Required work: Quote each line of the material verbatim, without the pictures.

● ● ● ●

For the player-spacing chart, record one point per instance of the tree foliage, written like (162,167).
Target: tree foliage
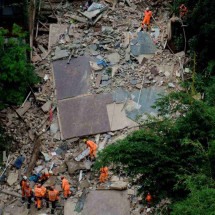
(16,73)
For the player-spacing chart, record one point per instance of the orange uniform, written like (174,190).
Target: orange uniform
(149,198)
(53,195)
(147,17)
(23,186)
(92,147)
(66,188)
(44,176)
(28,192)
(103,174)
(183,10)
(39,192)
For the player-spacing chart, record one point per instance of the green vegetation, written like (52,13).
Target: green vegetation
(16,73)
(174,156)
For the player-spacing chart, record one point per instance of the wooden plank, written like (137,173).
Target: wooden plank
(11,193)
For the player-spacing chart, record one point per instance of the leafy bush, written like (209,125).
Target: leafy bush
(16,73)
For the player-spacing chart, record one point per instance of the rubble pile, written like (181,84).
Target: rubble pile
(108,34)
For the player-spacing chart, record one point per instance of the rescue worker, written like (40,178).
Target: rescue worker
(146,20)
(103,174)
(66,187)
(28,194)
(92,146)
(149,199)
(23,183)
(53,196)
(183,10)
(45,176)
(39,193)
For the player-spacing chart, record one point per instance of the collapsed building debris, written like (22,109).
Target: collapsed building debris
(101,74)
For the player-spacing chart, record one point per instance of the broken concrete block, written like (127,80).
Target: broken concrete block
(94,66)
(54,128)
(12,178)
(51,181)
(119,185)
(114,178)
(84,184)
(74,166)
(171,85)
(113,58)
(47,157)
(130,192)
(21,111)
(46,107)
(82,155)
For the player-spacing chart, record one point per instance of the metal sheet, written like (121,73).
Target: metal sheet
(72,79)
(84,115)
(142,45)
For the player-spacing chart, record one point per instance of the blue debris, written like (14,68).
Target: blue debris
(34,177)
(19,161)
(102,63)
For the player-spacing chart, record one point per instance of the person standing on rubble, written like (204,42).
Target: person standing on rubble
(53,196)
(149,199)
(183,10)
(93,147)
(39,193)
(103,174)
(23,183)
(66,187)
(45,176)
(28,194)
(147,19)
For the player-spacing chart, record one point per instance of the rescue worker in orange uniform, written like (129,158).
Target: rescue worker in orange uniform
(28,194)
(23,183)
(149,199)
(53,196)
(45,176)
(66,187)
(92,146)
(103,174)
(39,193)
(147,18)
(183,10)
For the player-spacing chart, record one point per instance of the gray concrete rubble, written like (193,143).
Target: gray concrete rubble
(99,78)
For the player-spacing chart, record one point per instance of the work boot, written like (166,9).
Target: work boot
(52,211)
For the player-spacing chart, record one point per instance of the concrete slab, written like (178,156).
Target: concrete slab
(84,115)
(143,102)
(106,202)
(143,44)
(69,207)
(117,116)
(72,79)
(55,30)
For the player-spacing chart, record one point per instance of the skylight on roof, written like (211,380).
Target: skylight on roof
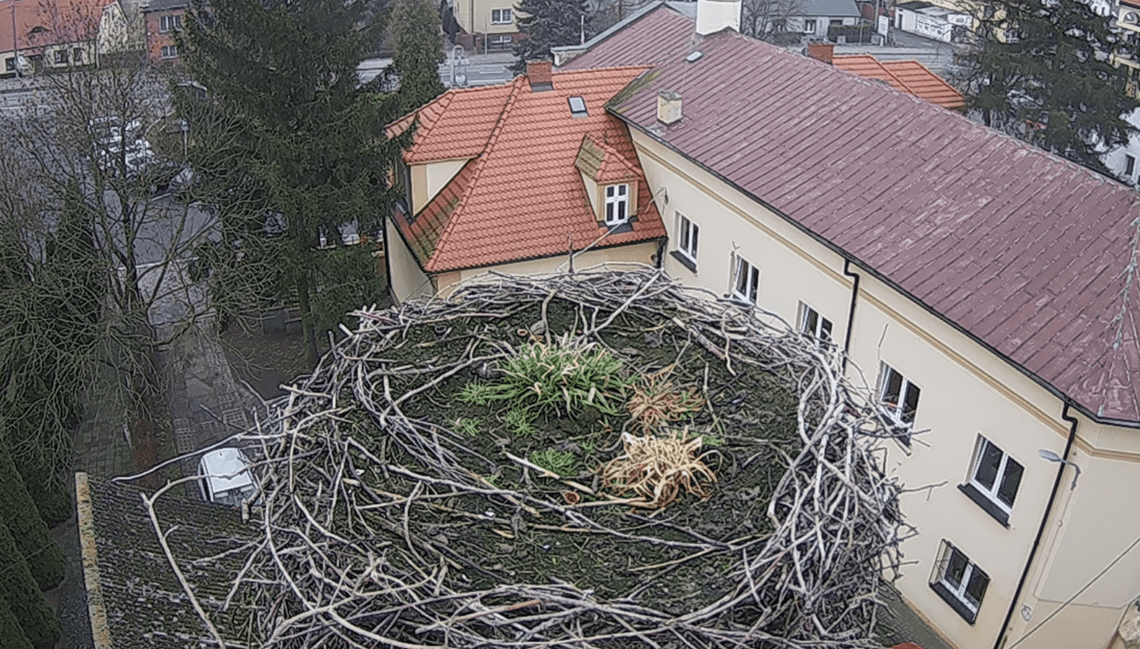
(577,106)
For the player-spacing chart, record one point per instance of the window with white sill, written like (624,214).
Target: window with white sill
(813,324)
(747,281)
(617,204)
(687,235)
(170,23)
(898,396)
(959,582)
(994,479)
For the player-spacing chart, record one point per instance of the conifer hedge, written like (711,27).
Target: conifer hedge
(17,510)
(31,609)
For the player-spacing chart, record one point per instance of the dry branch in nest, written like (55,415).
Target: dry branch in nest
(657,468)
(377,526)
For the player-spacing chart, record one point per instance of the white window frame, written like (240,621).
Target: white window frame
(617,204)
(895,410)
(959,591)
(687,237)
(170,23)
(746,281)
(822,329)
(991,492)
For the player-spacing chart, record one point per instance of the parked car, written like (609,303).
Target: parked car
(226,477)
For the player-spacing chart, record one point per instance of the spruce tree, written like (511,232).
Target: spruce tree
(1045,72)
(17,510)
(9,627)
(24,598)
(287,138)
(547,23)
(418,53)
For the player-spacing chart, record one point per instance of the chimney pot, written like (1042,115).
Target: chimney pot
(822,50)
(668,107)
(716,15)
(539,74)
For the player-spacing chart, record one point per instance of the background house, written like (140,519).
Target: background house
(483,24)
(60,33)
(163,21)
(979,285)
(515,178)
(813,17)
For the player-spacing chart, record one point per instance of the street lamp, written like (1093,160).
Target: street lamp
(1050,456)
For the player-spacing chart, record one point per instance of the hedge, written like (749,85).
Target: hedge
(33,538)
(31,609)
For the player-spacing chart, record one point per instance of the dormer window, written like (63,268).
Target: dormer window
(617,204)
(578,106)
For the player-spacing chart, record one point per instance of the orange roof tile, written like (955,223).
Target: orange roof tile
(869,67)
(521,196)
(456,124)
(910,76)
(926,84)
(602,163)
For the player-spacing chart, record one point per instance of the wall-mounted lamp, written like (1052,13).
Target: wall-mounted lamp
(1050,456)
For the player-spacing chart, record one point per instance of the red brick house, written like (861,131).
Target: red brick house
(163,21)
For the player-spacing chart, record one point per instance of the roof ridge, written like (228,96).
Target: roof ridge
(446,235)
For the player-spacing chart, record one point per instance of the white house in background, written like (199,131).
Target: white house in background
(815,16)
(934,22)
(1123,161)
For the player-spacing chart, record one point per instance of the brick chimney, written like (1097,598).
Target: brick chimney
(822,50)
(539,74)
(668,107)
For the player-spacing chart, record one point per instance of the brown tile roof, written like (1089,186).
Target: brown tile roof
(1026,252)
(520,196)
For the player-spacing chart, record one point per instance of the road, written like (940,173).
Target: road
(481,69)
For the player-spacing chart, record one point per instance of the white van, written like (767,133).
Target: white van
(226,477)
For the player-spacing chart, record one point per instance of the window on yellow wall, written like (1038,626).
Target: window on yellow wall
(747,282)
(994,480)
(813,324)
(959,582)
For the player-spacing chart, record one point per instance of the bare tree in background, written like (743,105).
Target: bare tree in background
(767,19)
(96,145)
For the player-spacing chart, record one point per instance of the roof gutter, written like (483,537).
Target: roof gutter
(851,310)
(870,270)
(1041,528)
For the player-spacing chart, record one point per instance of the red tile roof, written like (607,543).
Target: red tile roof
(41,23)
(1026,252)
(520,196)
(925,83)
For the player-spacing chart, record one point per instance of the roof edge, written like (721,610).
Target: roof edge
(866,268)
(536,257)
(96,607)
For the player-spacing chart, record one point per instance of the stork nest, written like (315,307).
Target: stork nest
(392,513)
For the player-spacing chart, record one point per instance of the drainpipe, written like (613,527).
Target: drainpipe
(1041,529)
(851,311)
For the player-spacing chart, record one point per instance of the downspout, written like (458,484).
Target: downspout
(1041,529)
(851,310)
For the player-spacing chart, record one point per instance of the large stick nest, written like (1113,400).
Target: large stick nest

● ● ● ●

Final result:
For the player-spacing chart, record one point per instance of the tree foliage, written like (162,167).
Target: tree foliage
(16,73)
For the player-spacing chart, record one point per instance of the orange uniform, written like (174,190).
Target: orange uniform
(149,198)
(53,195)
(147,17)
(23,186)
(92,147)
(66,188)
(44,176)
(28,192)
(103,174)
(183,10)
(39,192)
For the player-spacing chart, record one point per instance of the green vegetation, written like (52,13).
Target: green vegetation
(16,73)
(174,156)
For the player-spacing chart, record one point per instance of the wooden plank, written like (137,173).
Target: wooden plank
(11,193)
For the player-spacing chart, record one point per instance of the leafy bush, written like (209,125).
Target: leafy bush
(16,73)
For the player-spacing chart, record one point per instance of the rubble pile, written like (181,84).
Target: rubble pile
(108,34)
For the player-spacing chart, record one point per instance of the rescue worker, written like (40,178).
Target: rescue worker
(146,20)
(103,174)
(66,187)
(28,194)
(92,146)
(149,199)
(23,183)
(53,196)
(183,10)
(45,176)
(39,193)
For the player-spacing chart, record one point per instance of the collapsed building debris, written like (22,109).
Target: collapsed building debris
(101,74)
For the player-spacing chart, record one point per instance of the broken concrete block, written like (127,80).
Target: broken concrete block
(94,66)
(54,128)
(12,178)
(51,181)
(119,185)
(114,178)
(84,184)
(74,166)
(171,85)
(113,58)
(47,157)
(130,192)
(21,111)
(46,107)
(82,155)
For the player-spacing chart, record one point per instance of the metal sheet, written like (121,73).
Target: metal sheet
(72,79)
(84,115)
(142,45)
For the player-spacing chart, record one point per instance of the blue debris, written like (14,68).
Target: blue debris
(34,177)
(19,161)
(102,63)
For the player-spacing chart, record one point per instance of the person standing on rubble, written like (204,42).
Target: person standing on rubble
(53,196)
(149,199)
(183,10)
(93,147)
(39,193)
(103,174)
(23,183)
(66,187)
(45,176)
(28,194)
(147,19)
For the player-spacing chart, record one point per instance of the rescue worker in orange uniform, written like (129,158).
Target: rescue worker in orange uniform
(28,194)
(23,183)
(149,199)
(53,196)
(45,176)
(66,187)
(92,146)
(103,174)
(39,193)
(147,18)
(183,10)
For the player-spacing chart, record one point per instance of the gray concrete rubble, written like (193,143).
Target: gray concrete rubble
(99,78)
For the player-spacing chart, record one point per instance of the work boot, written like (166,9).
Target: work boot
(52,211)
For the player-spacing chart, record one point per instance of the concrete slab, written like (178,156).
Target: concrete slab
(84,115)
(143,102)
(106,202)
(143,44)
(69,207)
(117,116)
(72,79)
(55,30)
For the player-spacing chart, record one point per instance of the skylight on roof, written like (211,380).
Target: skylight on roof
(577,106)
For the player-spacing chart, record one point per instance of the window with white sill, written like (624,214).
Target: window with white sill
(813,324)
(747,281)
(617,204)
(687,235)
(170,23)
(898,396)
(959,582)
(994,479)
For the player-spacing chart, record one point per instance of the conifer hedge, written like (711,27).
Target: conifer hedge
(17,510)
(31,609)
For the player-spacing chart, record one point per instance of the dry branch in nest, written like (55,415).
Target: dry branch in nest
(657,468)
(377,526)
For the player-spacing chart, record one point per instance of the white window frame, written like (240,621).
Target: white window frame
(617,204)
(895,410)
(959,591)
(687,237)
(170,23)
(746,281)
(822,329)
(991,492)
For the player-spacing chart, record one point per instance of the parked car, written like (609,303).
Target: parked car
(226,477)
For the player-spacing chart, record one point per instance of the spruce tree, written like (511,232).
Target: spruce tree
(1045,72)
(17,510)
(9,627)
(24,598)
(287,138)
(547,23)
(418,53)
For the player-spacing chart, record one point per instance of the chimney pot, written like (1042,115).
Target: chimney pot
(822,50)
(668,107)
(716,15)
(539,74)
For the player-spacing chart, record one point per instance of the background house, written like (140,519).
Target: background house
(483,24)
(60,33)
(163,21)
(979,285)
(515,178)
(813,17)
For the player-spacing chart, record one point per instance of the street lamp, written like (1093,160).
Target: street lamp
(1050,456)
For the player-spacing chart, record one point per instance of the hedge, written like (749,85).
Target: hedge
(33,538)
(31,609)
For the player-spacing chart, record one point per instance of the dormer window, written like (63,268).
Target: dormer window
(617,204)
(578,106)
For the player-spacing chart, record one point per instance of the orange roof tile, written like (955,223).
Target: orange roof tile
(869,67)
(521,196)
(456,124)
(910,76)
(926,84)
(602,163)
For the player-spacing chart, record one point per instance of the wall-mounted lamp, written like (1052,13).
Target: wall-mounted lamp
(1050,456)
For the player-spacing chart, record one point per instance of the red brick house, written like (861,131).
Target: red brick house
(163,21)
For the player-spacing chart, record one point per instance of the roof ridge, written like (228,96).
Target: roof ridge
(446,235)
For the player-spacing chart, record one point per instance of the white house in background, written like (199,131).
Target: white house in background
(815,16)
(934,22)
(1123,161)
For the player-spacing chart, record one point per instance of the brick chimney, written like (1097,598).
Target: brick chimney
(822,50)
(539,74)
(668,107)
For the player-spacing chart, record one point per instance of the brown tile roof, written like (1089,186).
Target: brown tile roof
(1026,252)
(520,196)
For the player-spacing chart, record one point per instance of the road, written like (940,173).
Target: road
(481,69)
For the player-spacing chart, record one point per instance of the white van, written like (767,133).
Target: white van
(226,477)
For the player-spacing chart, record one point per instance of the window on yellow wall, written like (1038,626).
Target: window on yellow wall
(747,282)
(994,480)
(813,324)
(959,582)
For the player-spacing chart, record one point per instance of the bare tree in background, written like (743,105).
Target: bare tree in background
(767,19)
(96,145)
For the player-spacing chart, record one point per instance of the roof gutter, written like (483,537).
Target: roof gutter
(851,310)
(870,270)
(1041,528)
For the player-spacing chart, record one point per instance of the red tile roof, written like (607,543).
Target: red tile roof
(41,23)
(1026,252)
(520,196)
(925,83)
For the player-spacing chart, record one point per instance of the roof edge, written like (721,610).
Target: roof edge
(866,268)
(536,257)
(96,607)
For the player-spacing chart, record one point per instance of the stork nest, written like (315,307).
Target: stork nest
(392,513)
For the player-spacing chart, record one point per instance of the drainpipe, written like (613,527).
Target: drainpipe
(1041,529)
(851,311)
For the player-spacing chart, record one point per instance of the downspout, written like (458,484).
Target: downspout
(1041,529)
(851,310)
For the player-spacing chart, record one point per instance of the large stick nest, written like (1113,400).
Target: large stick nest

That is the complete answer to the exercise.